- [Task to complete] Put each line of the entries below into a numbered list, leaving out any blank lines.

- [Supplied entries]
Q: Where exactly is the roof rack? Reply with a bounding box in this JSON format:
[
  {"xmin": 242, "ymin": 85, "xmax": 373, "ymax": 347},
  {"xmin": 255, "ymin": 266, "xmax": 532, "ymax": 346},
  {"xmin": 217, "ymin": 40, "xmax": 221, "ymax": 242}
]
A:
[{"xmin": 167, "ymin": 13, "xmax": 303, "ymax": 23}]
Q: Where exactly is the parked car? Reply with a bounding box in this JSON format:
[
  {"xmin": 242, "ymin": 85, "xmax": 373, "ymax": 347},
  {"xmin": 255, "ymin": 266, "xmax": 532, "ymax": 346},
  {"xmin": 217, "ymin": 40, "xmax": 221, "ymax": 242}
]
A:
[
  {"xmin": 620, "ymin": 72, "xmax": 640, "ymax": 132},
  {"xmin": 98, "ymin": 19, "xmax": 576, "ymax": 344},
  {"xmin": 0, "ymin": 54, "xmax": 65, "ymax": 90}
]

- [Exercise solution]
1. Q: Where exactly is the roof rack? Reply with a bounding box in this JSON format:
2. [
3.   {"xmin": 242, "ymin": 85, "xmax": 373, "ymax": 347},
4.   {"xmin": 255, "ymin": 266, "xmax": 532, "ymax": 346},
5.   {"xmin": 217, "ymin": 40, "xmax": 221, "ymax": 242}
6. ]
7. A:
8. [{"xmin": 167, "ymin": 13, "xmax": 303, "ymax": 23}]
9. Q: Where exactly is the parked car? Reply with a bounding box in this JSON format:
10. [
11.   {"xmin": 242, "ymin": 85, "xmax": 373, "ymax": 347},
12.   {"xmin": 255, "ymin": 266, "xmax": 532, "ymax": 346},
13.   {"xmin": 217, "ymin": 40, "xmax": 221, "ymax": 242}
14. ]
15. A:
16. [
17.   {"xmin": 620, "ymin": 72, "xmax": 640, "ymax": 132},
18.   {"xmin": 98, "ymin": 19, "xmax": 576, "ymax": 344},
19.   {"xmin": 0, "ymin": 54, "xmax": 65, "ymax": 90}
20. ]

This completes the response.